[Stated problem]: Please copy out every one of the following lines word for word, changing nothing.

[Supplied material]:
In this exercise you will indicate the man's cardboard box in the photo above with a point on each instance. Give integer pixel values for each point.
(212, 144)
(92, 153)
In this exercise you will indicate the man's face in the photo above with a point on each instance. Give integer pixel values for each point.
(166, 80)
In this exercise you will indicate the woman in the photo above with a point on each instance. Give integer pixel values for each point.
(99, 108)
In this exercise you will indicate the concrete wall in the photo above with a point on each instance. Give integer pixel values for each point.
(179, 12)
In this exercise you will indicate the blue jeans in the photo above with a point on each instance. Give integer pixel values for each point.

[Correct result]:
In this exercise you will indicate the man's cardboard box in the photo above with a point on each instance. Give integer pixel values for each point.
(212, 144)
(92, 153)
In this exercise you will indicate the man's face in the photo above with a point on each instance. Give integer pixel values for each point.
(166, 80)
In this exercise you will indicate the woman in the photo above with a point on each instance. Give integer pixel values for each point.
(99, 108)
In this exercise you will indicate the concrete wall in the photo above with a point on each instance. Give integer pixel values for each point.
(179, 12)
In this exercise you will indicate the blue jeans in the photo above with a point on each instance. Give integer pixel values for each point.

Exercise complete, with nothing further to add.